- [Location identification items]

---+---

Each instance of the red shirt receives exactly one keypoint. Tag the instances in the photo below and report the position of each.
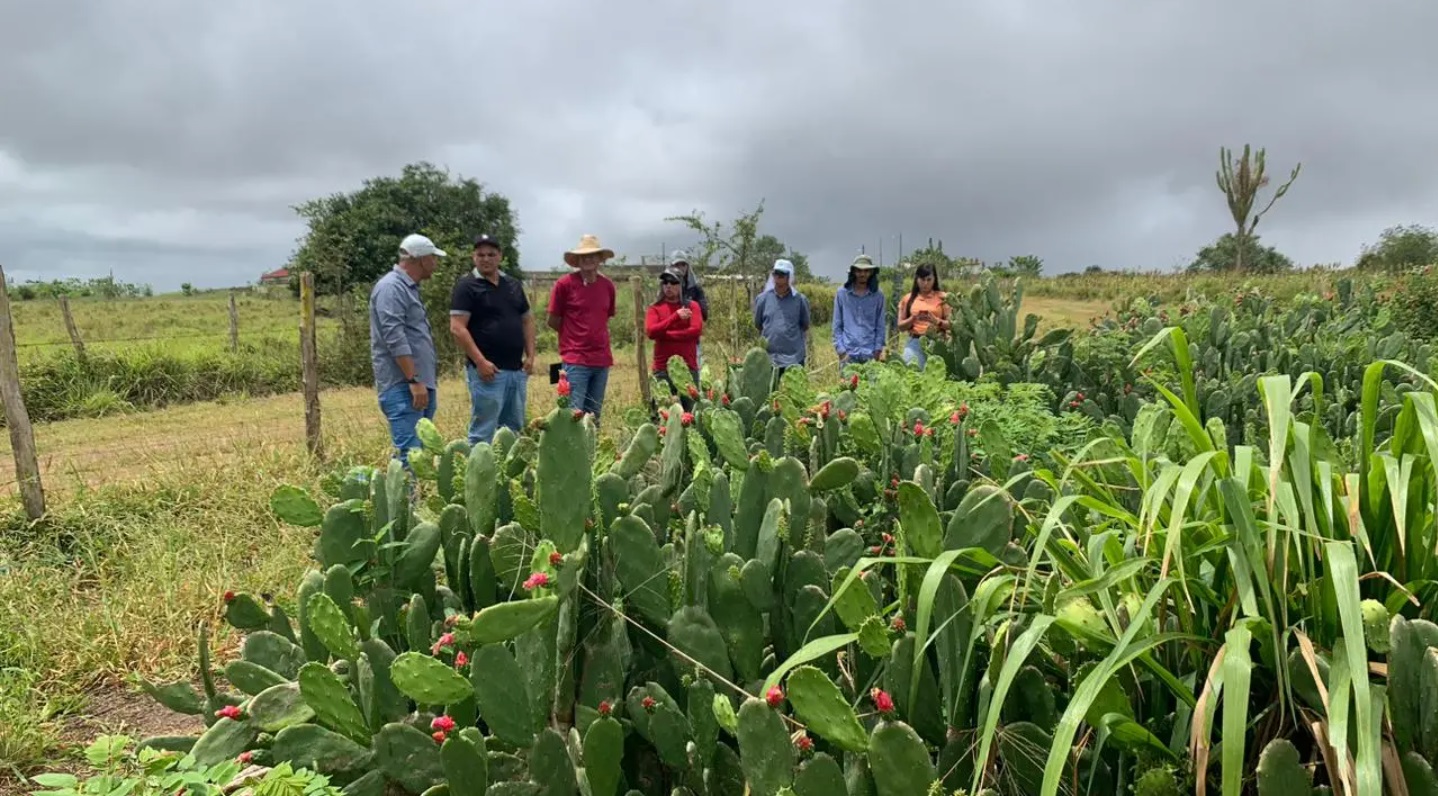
(672, 335)
(584, 338)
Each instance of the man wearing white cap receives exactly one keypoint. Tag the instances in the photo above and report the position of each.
(401, 348)
(781, 316)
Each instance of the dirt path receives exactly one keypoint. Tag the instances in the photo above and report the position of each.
(110, 710)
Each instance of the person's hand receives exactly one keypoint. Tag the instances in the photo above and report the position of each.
(486, 369)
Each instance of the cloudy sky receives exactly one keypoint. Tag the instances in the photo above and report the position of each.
(167, 140)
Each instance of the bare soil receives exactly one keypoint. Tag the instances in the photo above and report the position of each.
(110, 710)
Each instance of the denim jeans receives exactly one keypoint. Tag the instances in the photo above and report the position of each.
(587, 388)
(913, 352)
(498, 401)
(399, 408)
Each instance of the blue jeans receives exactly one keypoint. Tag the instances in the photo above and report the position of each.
(399, 408)
(587, 388)
(913, 352)
(498, 401)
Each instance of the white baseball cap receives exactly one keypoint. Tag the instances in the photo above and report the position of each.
(420, 246)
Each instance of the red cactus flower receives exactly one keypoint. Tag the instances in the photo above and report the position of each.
(774, 696)
(882, 700)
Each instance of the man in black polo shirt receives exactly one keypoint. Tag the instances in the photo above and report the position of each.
(492, 325)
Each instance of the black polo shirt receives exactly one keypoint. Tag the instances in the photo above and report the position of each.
(495, 316)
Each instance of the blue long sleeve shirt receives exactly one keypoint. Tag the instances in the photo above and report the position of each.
(399, 326)
(859, 324)
(784, 322)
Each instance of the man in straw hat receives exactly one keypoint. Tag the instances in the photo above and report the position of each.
(401, 348)
(580, 309)
(860, 315)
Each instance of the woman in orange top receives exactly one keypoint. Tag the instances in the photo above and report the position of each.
(921, 309)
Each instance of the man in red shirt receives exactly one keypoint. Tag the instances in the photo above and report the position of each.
(580, 309)
(675, 326)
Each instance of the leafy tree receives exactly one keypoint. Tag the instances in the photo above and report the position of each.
(354, 239)
(768, 249)
(1024, 265)
(1401, 247)
(742, 250)
(1241, 178)
(1225, 255)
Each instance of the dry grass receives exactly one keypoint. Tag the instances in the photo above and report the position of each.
(156, 515)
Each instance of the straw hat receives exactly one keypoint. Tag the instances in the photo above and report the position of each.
(588, 244)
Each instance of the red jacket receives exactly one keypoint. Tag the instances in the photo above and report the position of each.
(672, 335)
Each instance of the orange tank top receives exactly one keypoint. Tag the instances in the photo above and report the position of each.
(933, 302)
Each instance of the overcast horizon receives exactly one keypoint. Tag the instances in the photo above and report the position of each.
(167, 141)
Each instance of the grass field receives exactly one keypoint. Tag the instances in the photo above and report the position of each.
(154, 513)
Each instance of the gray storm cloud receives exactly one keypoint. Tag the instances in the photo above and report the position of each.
(167, 141)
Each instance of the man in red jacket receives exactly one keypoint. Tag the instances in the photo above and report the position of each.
(675, 326)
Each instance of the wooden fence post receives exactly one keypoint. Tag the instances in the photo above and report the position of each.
(71, 328)
(639, 339)
(235, 325)
(22, 436)
(309, 364)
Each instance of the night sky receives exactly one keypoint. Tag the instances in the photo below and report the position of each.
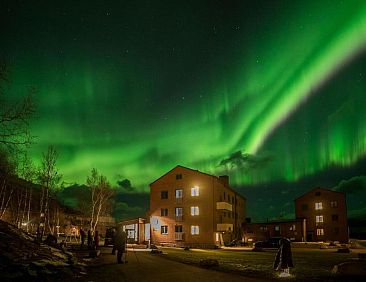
(272, 93)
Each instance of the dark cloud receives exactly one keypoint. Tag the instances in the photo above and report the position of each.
(247, 161)
(353, 185)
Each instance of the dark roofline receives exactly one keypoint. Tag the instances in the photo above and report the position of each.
(317, 188)
(196, 170)
(277, 221)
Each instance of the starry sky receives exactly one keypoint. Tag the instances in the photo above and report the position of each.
(272, 93)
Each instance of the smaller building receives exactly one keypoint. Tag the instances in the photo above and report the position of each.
(325, 212)
(138, 230)
(294, 229)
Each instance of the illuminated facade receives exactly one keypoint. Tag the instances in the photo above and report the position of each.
(195, 209)
(325, 212)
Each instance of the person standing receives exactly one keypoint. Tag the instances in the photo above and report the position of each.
(120, 244)
(90, 240)
(96, 239)
(82, 237)
(283, 259)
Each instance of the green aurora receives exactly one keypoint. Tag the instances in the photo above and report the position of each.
(135, 88)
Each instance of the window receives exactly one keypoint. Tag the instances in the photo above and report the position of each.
(164, 229)
(178, 228)
(178, 193)
(195, 211)
(164, 212)
(263, 228)
(319, 218)
(319, 206)
(178, 211)
(164, 194)
(195, 191)
(320, 232)
(195, 230)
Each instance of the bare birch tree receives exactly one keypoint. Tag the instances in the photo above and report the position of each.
(100, 192)
(49, 179)
(14, 117)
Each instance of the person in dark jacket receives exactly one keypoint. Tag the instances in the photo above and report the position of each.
(283, 260)
(90, 240)
(120, 243)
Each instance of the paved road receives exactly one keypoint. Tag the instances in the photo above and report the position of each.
(143, 266)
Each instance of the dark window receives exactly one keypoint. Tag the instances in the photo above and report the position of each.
(178, 228)
(164, 212)
(164, 194)
(164, 229)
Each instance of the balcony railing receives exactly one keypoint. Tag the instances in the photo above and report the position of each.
(224, 227)
(179, 218)
(224, 206)
(178, 236)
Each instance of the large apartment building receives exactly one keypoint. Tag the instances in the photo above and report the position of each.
(325, 212)
(194, 209)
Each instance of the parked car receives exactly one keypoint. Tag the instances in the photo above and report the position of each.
(271, 243)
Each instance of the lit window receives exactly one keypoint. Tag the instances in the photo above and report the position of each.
(178, 193)
(320, 232)
(195, 191)
(164, 194)
(164, 229)
(164, 212)
(195, 211)
(319, 218)
(179, 228)
(195, 230)
(319, 206)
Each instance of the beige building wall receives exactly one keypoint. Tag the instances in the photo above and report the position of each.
(325, 212)
(220, 209)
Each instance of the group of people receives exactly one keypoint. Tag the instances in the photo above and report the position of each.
(119, 242)
(92, 243)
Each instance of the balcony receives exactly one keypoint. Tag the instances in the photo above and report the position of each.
(179, 218)
(224, 227)
(178, 236)
(224, 206)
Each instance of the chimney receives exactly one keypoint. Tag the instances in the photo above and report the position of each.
(224, 179)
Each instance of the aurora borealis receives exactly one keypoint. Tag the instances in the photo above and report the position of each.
(134, 88)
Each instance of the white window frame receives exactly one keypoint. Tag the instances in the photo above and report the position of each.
(178, 193)
(195, 211)
(320, 232)
(319, 219)
(195, 191)
(195, 230)
(318, 206)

---+---

- [CHALLENGE] Return the full material word for word. Do not include the pictures.

- [THE RESULT]
Each instance of the red shirt receives exactly one keypoint. Tag the instances in the photo below and report the position of each.
(672, 335)
(584, 338)
Each instance of the man wearing white cap receives exactly one keypoint. Tag the instances in the photo above and report the position of each.
(401, 348)
(781, 316)
Each instance of the dirt path receives exactly one keypoint. Tag the instances in the photo above and report the position of each.
(110, 710)
Each instance of the person's hand receives exactly one keypoint. Tag the instances in the photo above and report the position of each.
(486, 369)
Each instance of the cloudy sky receives exactly one keypoint. Tag the instances in the photo above and report the position of each.
(167, 140)
Each instance of the bare soil receives exactly one keypoint. Tag the instances in the photo above and report the position of each.
(110, 710)
Each instance of the denim jeans receives exactly one keypoint. Tag the instances in the photo above and report the position of each.
(587, 388)
(913, 352)
(498, 401)
(399, 408)
Each instance of the blue jeans receives exactly one keypoint. Tag the instances in the photo above and report the position of each.
(399, 408)
(587, 388)
(913, 352)
(498, 401)
Each instance of the white baseball cap receives exactly one keypoint. Tag the instances in the photo above and report the position of each.
(420, 246)
Each instance of the red cactus flower receives exactly one keypoint. Tag the instances in the photo above and report the position of each.
(774, 696)
(882, 700)
Each instance of the man in black polo shirt receives exactly one keypoint. Tag the instances in the photo above and report the position of each.
(492, 325)
Each instance of the black polo shirt receives exactly one keypoint. Tag the instances in the photo above and report the position of each.
(495, 316)
Each instance of the blue long sleeve shirt receives exactly one keypoint. Tag the instances in the photo above and report the position of each.
(399, 326)
(859, 324)
(784, 322)
Each instance of the man in straw hat receives exactly one keypoint. Tag the instances in the photo above and report the position of each.
(401, 348)
(580, 309)
(860, 315)
Each instance of the woman in orange top receives exactly one keypoint. Tag the instances in the photo above and report the position of each.
(921, 309)
Each instance of the man in red shirt receives exactly one keypoint. Tag the instances in the photo above and report the position of each.
(580, 309)
(675, 326)
Each instance of the leafy tree receives exactly one keypoint. Tag the instances in the photo above and report the position of each.
(354, 239)
(768, 249)
(1024, 265)
(1401, 247)
(742, 250)
(1241, 178)
(1225, 255)
Each instance of the dry grass receives exactly one keypoint. Tag the instances in the photo above and report the position of each.
(156, 515)
Each instance of the straw hat receives exactly one keypoint. Tag the instances in the photo above and report the position of each.
(588, 244)
Each instance of the red jacket receives exactly one keypoint. Tag the instances in the photo above and report the position of each.
(672, 335)
Each instance of the orange tank top receives exactly one keypoint. Tag the instances in the photo above and report the position of each.
(933, 302)
Each instance of the overcast horizon receives exactly one keypoint. Tag the instances in the photo above and report the position of each.
(167, 141)
Each instance of the grass field receives exactly one keypoint. Tag the instances in the photo above and report the position of each.
(154, 513)
Each instance of the gray storm cloud receives exactly one keypoint. Tag the instances in the photo above and report the position of each.
(167, 141)
Each instance of the man in red jacket receives exactly one keypoint. Tag the instances in the photo above and report the position of each.
(675, 326)
Each instance of the wooden fence post receives exactly one keypoint. Tag the instances in the photo above and report the position of each.
(71, 328)
(639, 339)
(235, 325)
(22, 436)
(309, 364)
Each instance of the night sky receives exactly one keypoint. Tag the instances in the photo below and report the position of each.
(272, 93)
Each instance of the dark cloud receives exactly one keypoint. Tag the instances in the photo above and report the position of each.
(247, 161)
(353, 185)
Each instance of the dark roofline receives exactly one keypoint. Tag the instances in the photo above and report the position of each.
(317, 188)
(196, 170)
(277, 221)
Each instance of the starry sky receives exactly one keypoint. Tag the instances in the photo above and report the position of each.
(272, 93)
Each instance of the smaller building receives exactly one keypoint. Tag the instances in the photo above and report the position of each.
(325, 212)
(138, 230)
(294, 229)
Each instance of the illuminated facade receives exactly one keypoint. Tag the instances in the photo above and report the position of each.
(195, 209)
(325, 212)
Each instance of the person standing receives exactly one keypoint. Tag the instances in the photo above and report the position of each.
(120, 244)
(90, 240)
(96, 239)
(82, 237)
(283, 259)
Each instance of the green aurora receives exactly one keypoint. Tag the instances in the photo above and report the position of each.
(135, 88)
Each instance of the window receives exactly one keypoint. Tag the instances in the photo above and report the position of each.
(164, 229)
(178, 228)
(178, 193)
(195, 211)
(164, 212)
(263, 228)
(319, 218)
(319, 206)
(178, 211)
(164, 194)
(195, 191)
(320, 232)
(195, 230)
Each instance of the bare birch tree receives exactly one keypoint. Tag the instances in the photo above and report the position of each.
(100, 192)
(49, 179)
(14, 117)
Each instance of the person in dark jacket receives exactly one keypoint. Tag the instances in the photo above and report the position of each.
(283, 260)
(90, 240)
(120, 243)
Each instance of the paved road receives exactly one keypoint. Tag the instances in the photo above and report the position of each.
(143, 266)
Each instance of the dark window receives exactly one keypoint. Tag the instances in the photo above and report the position of each.
(178, 228)
(164, 212)
(164, 194)
(164, 229)
Each instance of the balcony railing receives exactly one keypoint. Tag the instances in the photo above and report the position of each.
(224, 227)
(179, 218)
(224, 206)
(178, 236)
Each instance of the large apartment building receives exactly one keypoint. Tag the instances in the photo above and report the position of each.
(325, 212)
(194, 209)
Each instance of the parked car receives exactly one keypoint. Tag the instances in the photo above and report the position of each.
(271, 243)
Each instance of the lit window receives exactly one keypoint. Tag the instances in the photo above and report the position of each.
(178, 193)
(320, 232)
(195, 191)
(164, 194)
(164, 229)
(164, 212)
(195, 211)
(319, 218)
(179, 228)
(195, 230)
(319, 206)
Each instance of the beige building wall receives exactly one keypoint. Tag the instances in the photo above and report the position of each.
(325, 212)
(220, 209)
Each instance of the group of people receives exactly one keypoint. Tag the instances in the photo above and report the position of each.
(119, 242)
(92, 243)
Each instance of the balcony receives exactly one keypoint. Tag the instances in the photo above and report the position of each.
(179, 218)
(224, 227)
(178, 236)
(224, 206)
Each instance of the chimney receives exactly one keypoint. Tag the instances in the photo above and report the position of each.
(224, 179)
Each instance of the aurora borealis receives exactly one keypoint. Tag the instances in the photo above and report the position of each.
(134, 88)
Each instance of the white window frame receives exactly one keypoint. Tag the instances in the photo above and report the position of each.
(178, 193)
(195, 211)
(320, 232)
(319, 219)
(195, 191)
(195, 230)
(318, 206)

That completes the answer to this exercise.